Start of Material to process

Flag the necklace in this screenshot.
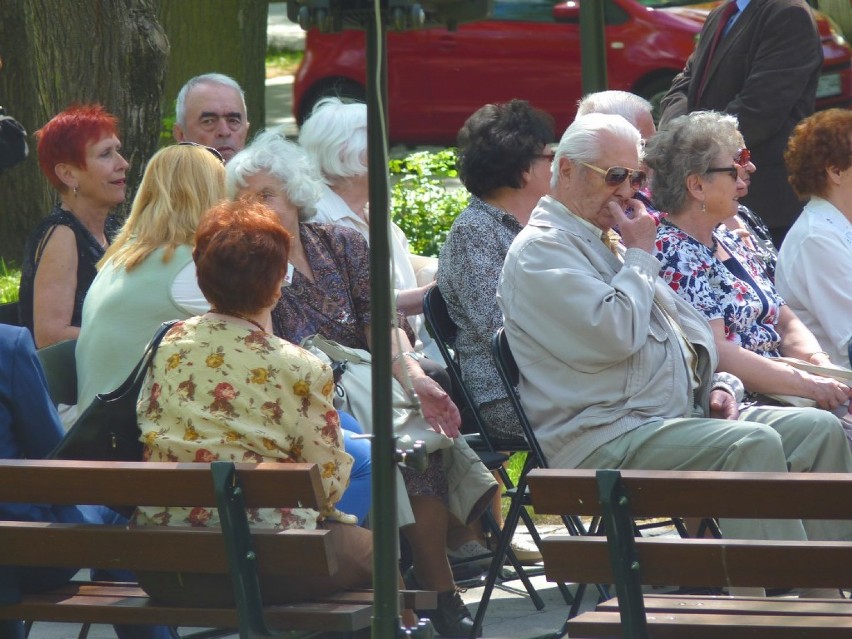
[660,217,719,255]
[210,308,266,333]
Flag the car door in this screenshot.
[420,0,581,142]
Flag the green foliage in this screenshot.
[0,258,21,304]
[389,148,468,257]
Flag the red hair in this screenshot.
[784,109,852,199]
[192,199,290,314]
[35,104,118,191]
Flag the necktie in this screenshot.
[695,0,739,102]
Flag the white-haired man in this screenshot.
[497,113,852,595]
[172,73,249,162]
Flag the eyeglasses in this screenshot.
[704,166,740,182]
[178,140,225,164]
[580,162,648,191]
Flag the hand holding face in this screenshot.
[607,198,657,255]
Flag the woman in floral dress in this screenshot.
[134,201,372,605]
[645,111,852,413]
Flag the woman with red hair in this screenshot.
[20,104,128,348]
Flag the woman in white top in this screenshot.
[76,143,225,411]
[299,98,444,366]
[775,109,852,367]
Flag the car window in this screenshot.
[491,0,558,22]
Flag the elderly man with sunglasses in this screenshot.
[497,113,852,595]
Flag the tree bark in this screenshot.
[159,0,269,144]
[0,0,169,264]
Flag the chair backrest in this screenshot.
[491,326,547,468]
[36,339,78,408]
[423,286,490,438]
[0,302,21,326]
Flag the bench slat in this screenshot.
[0,522,338,575]
[568,611,852,639]
[597,595,852,616]
[541,535,852,588]
[527,469,852,519]
[0,460,323,509]
[0,592,373,632]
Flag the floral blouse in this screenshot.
[135,317,352,529]
[272,224,414,350]
[657,222,785,357]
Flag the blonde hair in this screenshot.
[98,145,225,271]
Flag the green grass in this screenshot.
[0,258,21,304]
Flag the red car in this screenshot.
[293,0,852,145]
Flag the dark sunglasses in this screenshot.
[704,166,740,182]
[580,162,648,191]
[178,141,225,164]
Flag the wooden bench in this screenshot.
[0,460,436,639]
[529,470,852,639]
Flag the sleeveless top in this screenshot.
[18,204,121,334]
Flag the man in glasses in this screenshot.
[660,0,822,246]
[172,73,249,162]
[497,113,852,576]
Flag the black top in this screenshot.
[18,204,121,333]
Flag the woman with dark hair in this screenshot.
[645,111,852,410]
[776,109,852,367]
[134,200,372,605]
[437,100,555,563]
[20,104,128,348]
[438,100,555,450]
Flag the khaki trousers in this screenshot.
[580,406,852,541]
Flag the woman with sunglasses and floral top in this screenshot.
[645,111,852,409]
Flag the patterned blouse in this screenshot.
[438,196,523,404]
[272,224,414,350]
[135,317,352,529]
[657,222,785,357]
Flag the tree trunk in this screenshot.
[0,0,169,264]
[159,0,269,144]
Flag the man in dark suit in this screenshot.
[660,0,822,245]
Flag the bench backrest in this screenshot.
[529,469,852,592]
[0,460,337,575]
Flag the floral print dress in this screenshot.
[657,222,785,357]
[135,317,352,529]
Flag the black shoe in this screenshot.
[403,566,482,638]
[428,588,482,637]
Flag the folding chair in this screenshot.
[491,327,609,619]
[36,339,77,406]
[423,286,570,636]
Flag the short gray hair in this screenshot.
[550,113,642,189]
[225,131,323,222]
[299,97,368,184]
[577,91,654,128]
[645,111,744,213]
[175,73,247,127]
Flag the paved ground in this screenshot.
[28,2,591,639]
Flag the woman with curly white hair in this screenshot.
[299,98,444,366]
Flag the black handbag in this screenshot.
[46,320,178,461]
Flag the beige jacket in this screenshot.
[497,196,742,468]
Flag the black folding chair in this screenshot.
[423,286,570,637]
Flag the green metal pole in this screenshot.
[367,12,400,639]
[580,0,607,95]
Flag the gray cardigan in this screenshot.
[497,196,742,468]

End of Material to process

Problem requirements: Rewrite the entries from the line containing "Flag the black shoe in this screenshot." through the end of the entries, inclusive, switching "folding chair" to "camp chair" and leaving everything else as it is.

Final result:
Flag the black shoe in this screenshot.
[403,566,482,638]
[428,588,482,637]
Flag the camp chair in this screenshot.
[491,327,609,619]
[36,339,77,406]
[423,286,570,636]
Flag the short gray hair in this screenshot.
[550,113,642,189]
[225,131,323,222]
[299,97,368,184]
[577,91,654,128]
[645,111,744,213]
[175,73,247,127]
Flag the paved ground in this screenshot.
[28,2,591,639]
Flag the woman with curly white hair in this screenshot.
[299,98,444,366]
Flag the black handbag in this screenshot.
[46,320,178,461]
Flag the beige jacket in this screenshot.
[497,196,742,468]
Flag the black camp chair in this screenshot.
[423,286,570,637]
Flag the green metal pole in this screenshot.
[367,12,400,639]
[580,0,607,95]
Flag the gray cardigan in this screenshot.
[497,196,742,468]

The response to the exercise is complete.